[Items from a data source]
>> Begin
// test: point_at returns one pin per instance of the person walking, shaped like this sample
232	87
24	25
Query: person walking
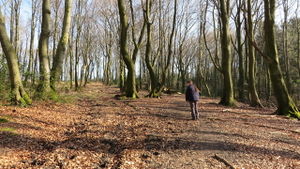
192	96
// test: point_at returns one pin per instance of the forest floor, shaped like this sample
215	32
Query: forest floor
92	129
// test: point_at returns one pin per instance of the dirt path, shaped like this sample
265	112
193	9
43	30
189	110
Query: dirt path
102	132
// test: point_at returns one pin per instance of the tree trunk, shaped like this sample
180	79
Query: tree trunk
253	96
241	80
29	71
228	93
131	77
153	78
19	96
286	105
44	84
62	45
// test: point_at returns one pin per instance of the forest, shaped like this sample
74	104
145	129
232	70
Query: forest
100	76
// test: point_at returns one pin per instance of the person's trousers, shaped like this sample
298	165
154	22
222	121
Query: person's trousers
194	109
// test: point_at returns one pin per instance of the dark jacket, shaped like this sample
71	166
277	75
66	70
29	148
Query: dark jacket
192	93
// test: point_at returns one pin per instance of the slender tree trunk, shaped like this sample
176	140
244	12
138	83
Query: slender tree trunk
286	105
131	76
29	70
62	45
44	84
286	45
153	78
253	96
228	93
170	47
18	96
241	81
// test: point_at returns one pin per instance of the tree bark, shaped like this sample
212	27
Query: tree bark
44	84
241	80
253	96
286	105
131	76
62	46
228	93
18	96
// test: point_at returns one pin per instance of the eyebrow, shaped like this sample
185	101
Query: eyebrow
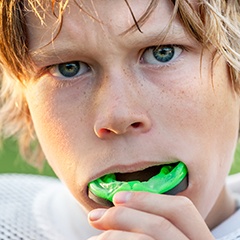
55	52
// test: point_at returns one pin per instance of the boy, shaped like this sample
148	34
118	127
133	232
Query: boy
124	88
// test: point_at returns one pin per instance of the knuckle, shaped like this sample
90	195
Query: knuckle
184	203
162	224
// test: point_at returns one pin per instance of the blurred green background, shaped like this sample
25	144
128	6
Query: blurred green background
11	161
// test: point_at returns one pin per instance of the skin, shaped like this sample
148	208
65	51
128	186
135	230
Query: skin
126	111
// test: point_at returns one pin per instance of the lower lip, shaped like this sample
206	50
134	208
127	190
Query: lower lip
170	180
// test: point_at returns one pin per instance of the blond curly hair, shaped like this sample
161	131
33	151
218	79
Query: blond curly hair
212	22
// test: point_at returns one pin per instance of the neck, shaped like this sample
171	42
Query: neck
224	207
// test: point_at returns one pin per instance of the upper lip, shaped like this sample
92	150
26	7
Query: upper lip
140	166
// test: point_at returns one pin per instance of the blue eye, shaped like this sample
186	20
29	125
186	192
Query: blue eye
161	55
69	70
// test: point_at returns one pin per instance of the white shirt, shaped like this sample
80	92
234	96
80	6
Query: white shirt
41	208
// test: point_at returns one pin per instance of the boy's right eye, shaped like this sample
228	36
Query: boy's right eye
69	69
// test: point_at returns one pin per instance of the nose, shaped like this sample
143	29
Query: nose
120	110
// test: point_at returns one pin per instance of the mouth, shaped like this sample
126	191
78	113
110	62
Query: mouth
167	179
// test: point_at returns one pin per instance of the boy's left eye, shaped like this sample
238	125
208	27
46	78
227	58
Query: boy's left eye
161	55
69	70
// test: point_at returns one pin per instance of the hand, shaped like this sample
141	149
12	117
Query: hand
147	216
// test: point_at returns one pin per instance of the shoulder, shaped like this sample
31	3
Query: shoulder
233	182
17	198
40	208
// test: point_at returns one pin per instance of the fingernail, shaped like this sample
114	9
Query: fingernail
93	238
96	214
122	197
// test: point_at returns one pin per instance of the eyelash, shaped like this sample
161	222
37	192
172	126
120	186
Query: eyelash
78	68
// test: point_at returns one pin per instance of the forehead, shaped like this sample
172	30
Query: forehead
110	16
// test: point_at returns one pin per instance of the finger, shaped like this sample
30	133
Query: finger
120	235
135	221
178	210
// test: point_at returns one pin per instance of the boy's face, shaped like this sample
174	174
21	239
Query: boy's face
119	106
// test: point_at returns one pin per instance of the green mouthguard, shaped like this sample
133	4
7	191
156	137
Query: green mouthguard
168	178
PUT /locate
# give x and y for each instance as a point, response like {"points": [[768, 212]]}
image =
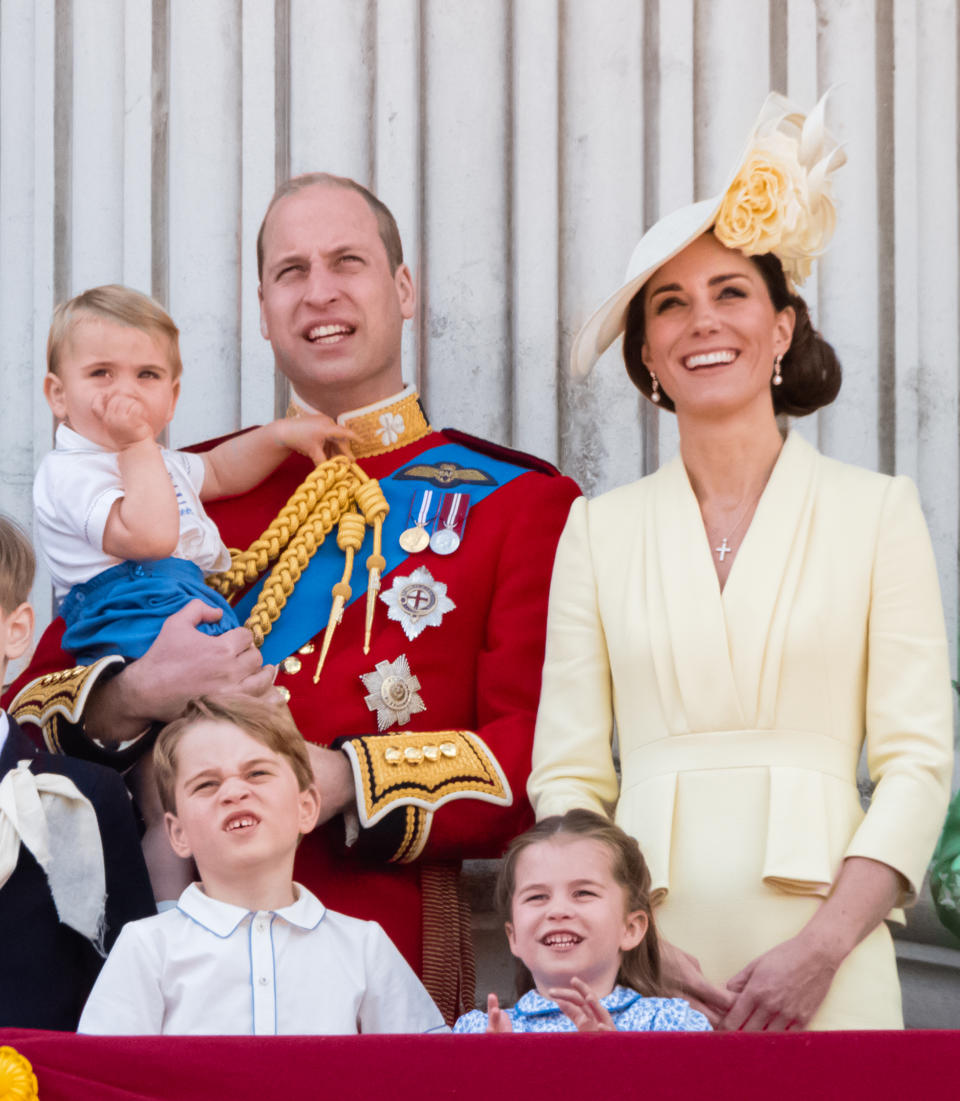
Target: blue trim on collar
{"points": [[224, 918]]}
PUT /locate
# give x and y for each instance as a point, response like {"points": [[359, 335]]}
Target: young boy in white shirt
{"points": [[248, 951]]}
>> End
▶ **Set task**
Swap every "point_at" in the rows for "locate_points" and write all the rows out again with nothing else altered. Omit the pictures.

▶ **Response to the task**
// test: locate_points returns one pin per instance of the person walking, shaped like this sample
232	87
24	25
Query: person walking
192	96
// test: locate_points returns one pin per instance of the forest floor, shaped like this sample
215	32
Query: forest floor
92	129
// test: locate_points returns one pin per instance of the dirt path, shaped like this sample
265	112
193	9
43	30
189	110
Query: dirt path
102	132
// test: locate_points returns one pin per instance of the tree trunk, shaped like this sample
180	79
Query: tree trunk
253	96
241	80
29	71
228	93
131	77
153	78
19	96
286	105
44	84
62	45
// test: locate_points returns one pin per instance of the forest, shaped like this sample
74	104
145	129
232	70
Query: forest
100	76
// test: locate_points returns one pin per instance of the person's trousers, shaped like this sample
298	165
154	22
222	121
Query: person's trousers
194	109
// test: locate_points returns one pin per instance of the dark jacket, shaped like this sample
71	166
277	75
66	70
29	148
Query: dark jacket
192	93
// test: locate_points returns one pin per instance of the slender tree trunk, shaped like this sample
176	140
244	12
138	83
Query: slender tree trunk
286	105
131	76
29	70
62	45
44	84
286	45
153	78
253	96
228	93
170	47
18	96
241	81
// test: locate_points returns one pin per instance of the tree bark, shaped like this sample
212	27
Query: tree bark
44	84
241	80
253	96
286	105
131	76
62	46
228	93
18	96
// test: locate_points returns one pin per instance of the eyebrow, shaped like this sample
185	101
Query: eyebrow
55	52
// test: locate_points returns one pin per instance of the boy, shaped like this sample
148	34
118	127
133	232
Query: boy
124	88
// test: locate_points returns one pin per instance of the knuckle, shaped like this sample
90	195
Query: knuckle
184	203
162	224
// test: locate_points returns one pin per instance of the blurred green background, shaped like this sample
25	144
128	6
Query: blurred green background
11	161
// test: locate_points returns one pin per instance of the skin, shaped like this sample
148	208
65	51
128	186
135	230
Query: skin
126	111
// test: locate_points returns one pin per instance of the lower lip, shaped like this sample
206	50
134	208
127	190
Query: lower lip
170	180
// test: locate_points returns one pin per instance of the blond curly hair, shaped like this sample
161	131
33	151
218	79
Query: blond curly hair
212	22
// test: locate_points returns one pin per instance of the neck, shaped like this sample
171	42
Query: neck
224	207
// test: locate_points returns one pin per instance of the upper lip, shaped like this sample
92	150
26	7
Query: upper lip
140	166
// test: locate_points returns one pin per instance of the blue eye, shaped like this sample
186	20
29	125
186	192
Query: blue eye
161	55
69	70
// test: locate_points returns one pin per instance of the white shirt, shaped like this sample
80	92
234	96
80	6
Query: white shirt
41	208
// test: locate_points returns one pin per instance of the boy's right eye, shaped like this sample
228	36
Query: boy's right eye
69	69
// test: locate_points returns one pin per instance of the nose, shaped like this sample
143	29
Query: nose
120	110
// test: locate_points returns one pin per instance of the mouth, shaped like this sample
126	191
78	113
110	62
Query: mouth
167	179
// test: locate_points returns one pin per instance of the boy's left eye, shaped like this sample
238	125
208	27
46	78
227	58
Query: boy's left eye
161	55
69	70
// test: locate_points returns one pin per instance of the hand, shaped like this sample
141	149
12	117
Query: hand
147	216
// test: locate_points returns one pin per instance of the shoulder, shaped like this sample
31	3
Query: shoulder
233	182
17	198
40	208
// test: locate_points returns one pin per instance of the fingernail, shaped like this sample
114	9
Query: fingernail
93	238
96	214
122	197
// test: locate_points returns one pin per instance of the eyelash, shaped like this sample
161	222
37	192
172	126
120	186
Query: eyelash
78	68
// test: locate_points returns one pin per instance of the forehead, shaped like this sample
172	30
Query: forehead
110	16
// test: locate_points returns one pin per instance of the finger, shaped like this sample
30	133
Query: finger
120	235
135	221
178	210
// test: locate_points returns one pin per instance of the boy's face, shaped like this sample
174	174
21	239
Query: boy's face
119	106
// test: locate_points returns one pin per instance of the green mouthguard, shaped like this sample
133	4
7	191
156	137
Query: green mouthguard
168	178
PUT /locate
# give x and y for each instance as a point, response like {"points": [[768, 212]]}
image =
Target: blue trim on collar
{"points": [[224, 918]]}
PUT /locate
# give x and y for each instance as a point, response like {"points": [[359, 335]]}
Target: young boy in white shirt
{"points": [[248, 951]]}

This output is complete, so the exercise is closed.